# PAGE EXCERPT start
Marcelo Bielsa’s impact means Leeds fans are now all Uruguay, aren’t they? — The Athletic 10/6/24


By Nancy Froston

The dream sequence for most Leeds United fans probably goes something like this:

Marcelo Bielsa, down on his haunches in the technical area, casts a steely gaze over the top of his glasses. His team, playing in a brilliant-white kit, carve through their opponents with startlingly efficient speed. From back to front in five passes, with the centre-forward turning home his third goal, and the team’s fourth, of the game. It is lethal, intense, a joy to watch for their supporters who rise in celebration.

The dream is real but, sadly for Leeds fans, the team in white is not theirs.

But Bielsaball has crashed back into English football’s consciousness, although heady memories of the recent past never really went far away at Elland Road. Instead of his great Premier League promotion-winning Leeds team of the 2019-20 season, the moment captured in the clip doing the rounds on social media is of the Uruguay national team he now manages as they stormed to a 4-0 lead after 49 minutes of a pre-Copa America friendly against Mexico this week.

It makes football look easy. And so, with a long, Leeds-free month ahead until the players return to begin pre-season training, maybe the best thing for the Elland Road faithful to do is lean into getting behind Bielsa’s boys in white (and sometimes light blue) as they head off to contest the Copa America in the U.S.

In Bielsa’s latest managerial project, and first since he was fired by Leeds in February 2022 as relegation back to the EFL loomed, Uruguay have enjoyed a remarkable transformation under the 68-year-old Argentine, winning seven and drawing two of his 11 games, including impressive 2-0 victories over both Brazil and reigning Copa America and World Cup holders Argentina.

Only the second non-Uruguayan to lead their national team, in his year in the role Bielsa has been able to transform an ageing side into a dominant force when in possession who offer plenty of punch in attack.

There is a reason Bielsa has the nickname ‘El Loco’ and transitioning national-team stalwarts Luis Suarez, Fernando Muslera and Edinson Cavani out of the side — amid reports of him calling up forward Walter Dominguez, who plays in the country’s amateur leagues — did little to help that.

As it turned out, the Dominguez stories were not correct, but the decision to breathe new life into the team was an entirely sound if unpopular one. After a disappointing group-stage exit at the 2022 World Cup in Qatar, Bielsa called up 14 uncapped players and scouted at grounds up and down the country to build a team capable of challenging at this summer’s Copa America.

Cavani announced his international retirement last month at the age of 37, having not added to his 136 caps since the World Cup 18 months ago, and while 138-cap fellow striker Suarez, now playing alongside Lionel Messi with Inter Miami in MLS, earned a recall in November, the 37-year-old does not look to be part of Bielsa’s plans for the tournament. Goalkeeper Muslera, 37 and with 133 caps, called time on his Uruguay career in April, having also not figured since Qatar 2022.

As an international manager, Bielsa explained to the questioning Uruguayan media that he cares about three factors when it comes to player selection: what they have done in the past, what they are doing now and if they are available for selection. Case closed, in true Bielsa fashion and against a backdrop of a team performing well having rapidly taken on his ideas.
# PAGE EXCERPT end
# ENTRIES SUPPLIED start
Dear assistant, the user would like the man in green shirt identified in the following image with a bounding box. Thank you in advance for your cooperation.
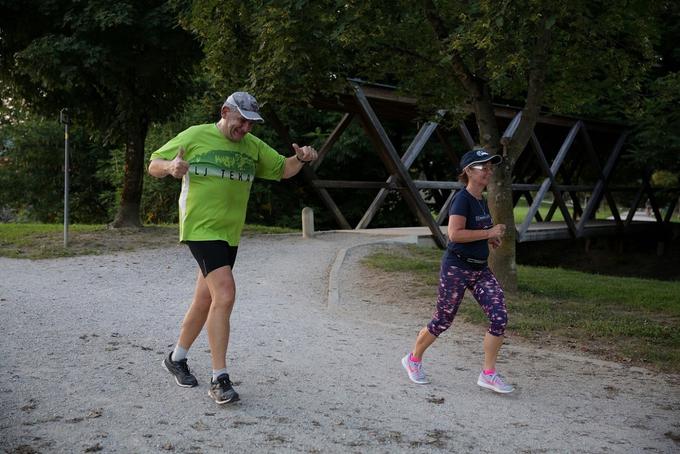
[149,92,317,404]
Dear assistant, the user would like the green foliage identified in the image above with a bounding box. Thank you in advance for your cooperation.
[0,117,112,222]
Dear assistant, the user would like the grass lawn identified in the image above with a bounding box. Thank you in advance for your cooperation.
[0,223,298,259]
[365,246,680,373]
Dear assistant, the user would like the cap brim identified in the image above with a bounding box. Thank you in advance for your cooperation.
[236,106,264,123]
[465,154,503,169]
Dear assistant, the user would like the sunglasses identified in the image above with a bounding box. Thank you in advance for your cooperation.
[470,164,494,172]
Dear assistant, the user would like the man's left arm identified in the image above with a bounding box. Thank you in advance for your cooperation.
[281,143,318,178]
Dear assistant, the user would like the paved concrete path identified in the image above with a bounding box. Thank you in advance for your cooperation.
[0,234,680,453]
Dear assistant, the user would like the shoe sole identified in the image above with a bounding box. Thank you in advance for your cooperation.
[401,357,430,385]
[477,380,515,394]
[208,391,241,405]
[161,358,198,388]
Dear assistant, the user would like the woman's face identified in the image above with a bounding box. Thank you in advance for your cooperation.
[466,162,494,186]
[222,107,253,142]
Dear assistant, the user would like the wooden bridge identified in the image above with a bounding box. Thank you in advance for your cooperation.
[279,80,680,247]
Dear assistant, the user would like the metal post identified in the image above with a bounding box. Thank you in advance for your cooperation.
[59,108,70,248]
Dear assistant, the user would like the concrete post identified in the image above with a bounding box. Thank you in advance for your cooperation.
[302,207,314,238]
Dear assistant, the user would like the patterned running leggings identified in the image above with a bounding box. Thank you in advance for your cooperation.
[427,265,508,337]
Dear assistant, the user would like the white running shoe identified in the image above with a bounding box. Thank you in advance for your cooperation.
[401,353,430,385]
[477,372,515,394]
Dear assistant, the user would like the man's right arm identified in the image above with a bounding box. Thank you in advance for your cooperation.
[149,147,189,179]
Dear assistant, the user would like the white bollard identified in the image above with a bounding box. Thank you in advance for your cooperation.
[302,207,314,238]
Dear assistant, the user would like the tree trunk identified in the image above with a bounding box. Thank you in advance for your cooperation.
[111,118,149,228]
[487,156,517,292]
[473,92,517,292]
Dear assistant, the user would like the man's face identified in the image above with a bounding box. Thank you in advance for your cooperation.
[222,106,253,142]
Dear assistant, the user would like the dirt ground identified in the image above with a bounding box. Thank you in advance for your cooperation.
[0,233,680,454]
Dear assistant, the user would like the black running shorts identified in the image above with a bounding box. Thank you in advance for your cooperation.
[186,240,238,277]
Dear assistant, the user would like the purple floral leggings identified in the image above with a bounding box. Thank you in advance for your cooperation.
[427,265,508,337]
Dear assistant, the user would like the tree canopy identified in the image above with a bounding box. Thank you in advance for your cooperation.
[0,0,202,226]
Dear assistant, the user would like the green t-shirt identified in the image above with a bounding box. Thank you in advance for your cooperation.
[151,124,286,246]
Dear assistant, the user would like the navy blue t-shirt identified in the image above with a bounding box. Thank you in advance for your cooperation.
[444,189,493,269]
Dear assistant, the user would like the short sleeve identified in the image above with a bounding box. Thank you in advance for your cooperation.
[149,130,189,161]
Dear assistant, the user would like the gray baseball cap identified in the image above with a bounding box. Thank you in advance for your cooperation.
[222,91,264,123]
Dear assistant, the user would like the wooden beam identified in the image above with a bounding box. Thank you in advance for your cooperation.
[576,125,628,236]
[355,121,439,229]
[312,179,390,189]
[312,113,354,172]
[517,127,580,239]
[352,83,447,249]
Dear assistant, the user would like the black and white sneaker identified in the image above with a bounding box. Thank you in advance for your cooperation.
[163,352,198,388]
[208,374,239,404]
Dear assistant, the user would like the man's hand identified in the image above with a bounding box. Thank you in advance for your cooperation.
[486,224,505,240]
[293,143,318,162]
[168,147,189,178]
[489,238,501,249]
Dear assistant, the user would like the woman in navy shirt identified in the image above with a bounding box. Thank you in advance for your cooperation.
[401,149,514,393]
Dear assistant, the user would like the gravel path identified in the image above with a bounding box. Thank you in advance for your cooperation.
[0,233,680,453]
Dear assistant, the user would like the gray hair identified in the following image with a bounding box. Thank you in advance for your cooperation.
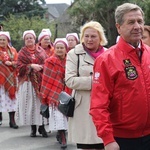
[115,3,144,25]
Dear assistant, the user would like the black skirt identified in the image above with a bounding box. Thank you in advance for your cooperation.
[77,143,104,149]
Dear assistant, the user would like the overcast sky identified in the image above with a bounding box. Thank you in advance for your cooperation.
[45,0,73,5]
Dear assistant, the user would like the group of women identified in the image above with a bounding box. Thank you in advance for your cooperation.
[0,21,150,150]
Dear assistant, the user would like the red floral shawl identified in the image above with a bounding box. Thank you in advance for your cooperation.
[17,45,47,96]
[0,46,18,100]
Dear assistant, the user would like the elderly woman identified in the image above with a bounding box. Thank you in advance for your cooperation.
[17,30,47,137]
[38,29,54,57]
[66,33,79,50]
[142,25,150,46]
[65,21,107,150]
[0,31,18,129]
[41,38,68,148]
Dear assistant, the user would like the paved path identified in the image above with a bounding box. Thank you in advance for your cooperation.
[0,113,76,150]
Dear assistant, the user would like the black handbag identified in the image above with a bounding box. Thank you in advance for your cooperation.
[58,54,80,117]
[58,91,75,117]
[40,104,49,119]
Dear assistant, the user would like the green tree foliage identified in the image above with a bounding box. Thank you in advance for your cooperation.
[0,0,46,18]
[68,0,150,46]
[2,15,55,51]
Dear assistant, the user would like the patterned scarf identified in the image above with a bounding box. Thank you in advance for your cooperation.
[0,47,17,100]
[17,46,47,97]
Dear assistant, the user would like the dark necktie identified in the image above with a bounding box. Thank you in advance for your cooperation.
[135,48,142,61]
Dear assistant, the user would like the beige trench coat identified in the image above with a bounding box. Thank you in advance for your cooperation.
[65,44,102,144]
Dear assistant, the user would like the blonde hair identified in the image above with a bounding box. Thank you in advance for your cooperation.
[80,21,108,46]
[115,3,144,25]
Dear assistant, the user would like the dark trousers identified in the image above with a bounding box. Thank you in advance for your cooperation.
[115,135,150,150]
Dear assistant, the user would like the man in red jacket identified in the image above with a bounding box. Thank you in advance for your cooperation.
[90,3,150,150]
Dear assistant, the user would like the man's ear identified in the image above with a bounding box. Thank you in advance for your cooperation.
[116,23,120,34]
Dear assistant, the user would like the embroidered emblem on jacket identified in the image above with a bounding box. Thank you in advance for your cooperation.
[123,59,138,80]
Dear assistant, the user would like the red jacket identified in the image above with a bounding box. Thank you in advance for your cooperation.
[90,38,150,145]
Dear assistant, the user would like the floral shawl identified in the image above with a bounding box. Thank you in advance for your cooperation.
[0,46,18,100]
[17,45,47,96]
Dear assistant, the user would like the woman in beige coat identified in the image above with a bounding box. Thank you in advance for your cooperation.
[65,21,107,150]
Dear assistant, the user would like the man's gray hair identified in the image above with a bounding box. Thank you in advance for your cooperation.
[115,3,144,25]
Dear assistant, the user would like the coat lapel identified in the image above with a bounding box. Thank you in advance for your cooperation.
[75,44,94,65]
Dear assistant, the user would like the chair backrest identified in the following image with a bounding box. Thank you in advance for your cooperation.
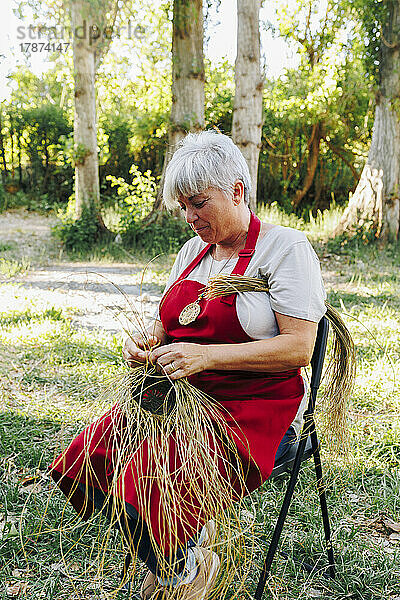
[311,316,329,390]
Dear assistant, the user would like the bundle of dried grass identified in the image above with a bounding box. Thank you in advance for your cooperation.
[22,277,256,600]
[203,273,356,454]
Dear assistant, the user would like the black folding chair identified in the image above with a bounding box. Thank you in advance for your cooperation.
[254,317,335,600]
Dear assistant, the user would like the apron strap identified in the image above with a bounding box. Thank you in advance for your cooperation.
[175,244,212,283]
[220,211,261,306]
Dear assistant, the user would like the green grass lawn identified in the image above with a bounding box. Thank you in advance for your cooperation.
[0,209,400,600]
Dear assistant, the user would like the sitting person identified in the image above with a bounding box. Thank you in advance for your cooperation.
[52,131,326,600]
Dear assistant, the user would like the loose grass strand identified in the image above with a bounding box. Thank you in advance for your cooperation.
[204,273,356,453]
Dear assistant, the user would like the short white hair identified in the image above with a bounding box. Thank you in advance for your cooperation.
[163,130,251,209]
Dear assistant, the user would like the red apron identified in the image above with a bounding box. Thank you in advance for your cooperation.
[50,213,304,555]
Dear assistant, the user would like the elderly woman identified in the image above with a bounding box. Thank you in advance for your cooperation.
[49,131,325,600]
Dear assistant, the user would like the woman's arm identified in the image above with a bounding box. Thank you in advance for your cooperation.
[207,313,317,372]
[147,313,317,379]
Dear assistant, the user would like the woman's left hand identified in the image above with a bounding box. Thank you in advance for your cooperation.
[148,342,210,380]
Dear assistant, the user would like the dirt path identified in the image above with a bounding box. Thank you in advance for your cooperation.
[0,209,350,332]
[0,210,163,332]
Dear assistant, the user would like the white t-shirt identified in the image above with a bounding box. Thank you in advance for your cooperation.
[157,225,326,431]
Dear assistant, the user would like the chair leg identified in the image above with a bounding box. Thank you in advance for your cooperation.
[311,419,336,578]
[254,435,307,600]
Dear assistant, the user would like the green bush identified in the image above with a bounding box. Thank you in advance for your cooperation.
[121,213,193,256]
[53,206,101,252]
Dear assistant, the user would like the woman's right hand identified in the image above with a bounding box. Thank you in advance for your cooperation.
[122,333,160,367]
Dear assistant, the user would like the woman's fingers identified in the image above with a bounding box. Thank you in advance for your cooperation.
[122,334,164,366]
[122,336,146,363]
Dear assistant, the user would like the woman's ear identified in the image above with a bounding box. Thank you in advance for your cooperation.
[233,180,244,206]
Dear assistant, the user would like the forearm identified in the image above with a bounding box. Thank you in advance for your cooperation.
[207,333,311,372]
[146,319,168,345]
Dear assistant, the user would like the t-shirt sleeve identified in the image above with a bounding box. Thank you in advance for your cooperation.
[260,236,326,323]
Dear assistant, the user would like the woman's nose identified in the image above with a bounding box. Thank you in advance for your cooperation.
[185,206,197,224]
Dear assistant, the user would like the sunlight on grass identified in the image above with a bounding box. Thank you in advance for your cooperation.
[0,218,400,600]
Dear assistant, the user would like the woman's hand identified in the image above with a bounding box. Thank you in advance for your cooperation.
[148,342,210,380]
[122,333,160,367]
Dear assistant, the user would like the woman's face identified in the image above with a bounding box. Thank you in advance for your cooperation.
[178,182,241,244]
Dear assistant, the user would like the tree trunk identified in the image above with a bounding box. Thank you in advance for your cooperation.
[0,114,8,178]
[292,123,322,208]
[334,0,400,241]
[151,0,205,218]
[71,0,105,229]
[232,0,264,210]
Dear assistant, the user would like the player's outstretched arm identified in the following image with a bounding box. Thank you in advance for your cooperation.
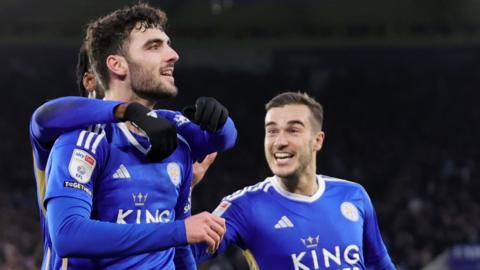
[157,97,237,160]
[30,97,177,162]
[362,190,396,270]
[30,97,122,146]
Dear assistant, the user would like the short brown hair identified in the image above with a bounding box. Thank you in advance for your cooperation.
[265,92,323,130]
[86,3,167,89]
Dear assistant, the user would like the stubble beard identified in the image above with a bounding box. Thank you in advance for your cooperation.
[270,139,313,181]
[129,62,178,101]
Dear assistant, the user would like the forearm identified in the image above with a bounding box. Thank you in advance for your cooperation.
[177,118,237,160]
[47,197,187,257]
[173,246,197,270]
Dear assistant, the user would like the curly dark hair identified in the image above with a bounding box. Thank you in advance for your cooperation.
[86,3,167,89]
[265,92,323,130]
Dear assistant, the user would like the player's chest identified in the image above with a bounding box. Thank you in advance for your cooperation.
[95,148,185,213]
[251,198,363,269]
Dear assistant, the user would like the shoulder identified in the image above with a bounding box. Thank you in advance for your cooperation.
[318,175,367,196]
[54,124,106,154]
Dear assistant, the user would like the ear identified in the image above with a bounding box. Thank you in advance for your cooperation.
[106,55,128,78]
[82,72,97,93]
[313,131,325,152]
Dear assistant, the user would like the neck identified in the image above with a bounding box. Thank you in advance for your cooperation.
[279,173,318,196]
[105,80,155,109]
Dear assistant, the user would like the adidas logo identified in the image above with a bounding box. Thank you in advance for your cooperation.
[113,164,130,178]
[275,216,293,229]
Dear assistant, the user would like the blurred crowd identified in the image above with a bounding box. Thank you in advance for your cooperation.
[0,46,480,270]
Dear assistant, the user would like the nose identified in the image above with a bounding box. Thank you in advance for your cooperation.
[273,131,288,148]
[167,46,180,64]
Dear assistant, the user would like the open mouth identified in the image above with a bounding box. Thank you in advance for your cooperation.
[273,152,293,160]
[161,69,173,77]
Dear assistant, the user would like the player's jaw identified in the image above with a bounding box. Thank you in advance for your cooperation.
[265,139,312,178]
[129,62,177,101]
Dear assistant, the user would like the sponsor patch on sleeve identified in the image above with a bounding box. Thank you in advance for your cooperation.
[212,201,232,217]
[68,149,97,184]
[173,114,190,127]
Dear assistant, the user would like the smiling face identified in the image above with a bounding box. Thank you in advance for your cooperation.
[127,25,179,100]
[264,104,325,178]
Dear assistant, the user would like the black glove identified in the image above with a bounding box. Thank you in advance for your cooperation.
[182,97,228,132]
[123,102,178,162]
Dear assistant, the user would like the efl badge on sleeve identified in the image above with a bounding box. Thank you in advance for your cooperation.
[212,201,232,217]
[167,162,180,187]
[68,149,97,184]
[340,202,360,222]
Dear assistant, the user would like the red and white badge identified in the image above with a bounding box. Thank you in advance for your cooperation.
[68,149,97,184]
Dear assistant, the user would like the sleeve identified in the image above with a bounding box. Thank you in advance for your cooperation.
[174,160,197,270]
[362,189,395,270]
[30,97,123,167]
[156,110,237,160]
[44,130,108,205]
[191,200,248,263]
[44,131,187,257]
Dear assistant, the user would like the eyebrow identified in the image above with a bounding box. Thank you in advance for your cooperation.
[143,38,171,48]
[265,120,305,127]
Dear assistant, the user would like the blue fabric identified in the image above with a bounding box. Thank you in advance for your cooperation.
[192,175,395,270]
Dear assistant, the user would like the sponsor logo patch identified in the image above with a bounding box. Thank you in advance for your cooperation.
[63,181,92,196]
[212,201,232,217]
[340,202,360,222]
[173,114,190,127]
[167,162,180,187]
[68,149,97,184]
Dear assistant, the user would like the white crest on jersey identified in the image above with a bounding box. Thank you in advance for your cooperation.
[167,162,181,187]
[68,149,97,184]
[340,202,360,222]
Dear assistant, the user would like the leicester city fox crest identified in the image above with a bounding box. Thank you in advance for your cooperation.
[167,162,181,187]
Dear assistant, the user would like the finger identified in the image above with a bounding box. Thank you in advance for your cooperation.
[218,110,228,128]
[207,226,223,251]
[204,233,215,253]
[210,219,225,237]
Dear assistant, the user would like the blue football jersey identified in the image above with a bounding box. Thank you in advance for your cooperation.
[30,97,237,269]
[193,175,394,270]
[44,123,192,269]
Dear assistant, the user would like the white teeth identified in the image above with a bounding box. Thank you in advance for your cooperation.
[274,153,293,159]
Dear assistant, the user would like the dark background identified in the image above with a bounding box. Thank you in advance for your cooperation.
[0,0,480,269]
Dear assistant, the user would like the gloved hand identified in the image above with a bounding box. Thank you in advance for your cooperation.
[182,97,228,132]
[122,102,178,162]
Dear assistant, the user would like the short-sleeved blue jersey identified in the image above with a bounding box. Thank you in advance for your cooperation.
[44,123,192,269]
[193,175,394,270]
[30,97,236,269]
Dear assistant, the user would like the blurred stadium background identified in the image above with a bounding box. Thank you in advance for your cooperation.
# ENTRIES SUPPLIED end
**WORK TO BE COMPLETED:** Write out everything from "Marcelo Bielsa’s impact" down to "is not theirs." in the article on Bielsa and Uruguay above, switching "steely" to "piercing".

**IN RESPONSE:**
Marcelo Bielsa’s impact means Leeds fans are now all Uruguay, aren’t they? — The Athletic 10/6/24


By Nancy Froston

The dream sequence for most Leeds United fans probably goes something like this:

Marcelo Bielsa, down on his haunches in the technical area, casts a piercing gaze over the top of his glasses. His team, playing in a brilliant-white kit, carve through their opponents with startlingly efficient speed. From back to front in five passes, with the centre-forward turning home his third goal, and the team’s fourth, of the game. It is lethal, intense, a joy to watch for their supporters who rise in celebration.

The dream is real but, sadly for Leeds fans, the team in white is not theirs.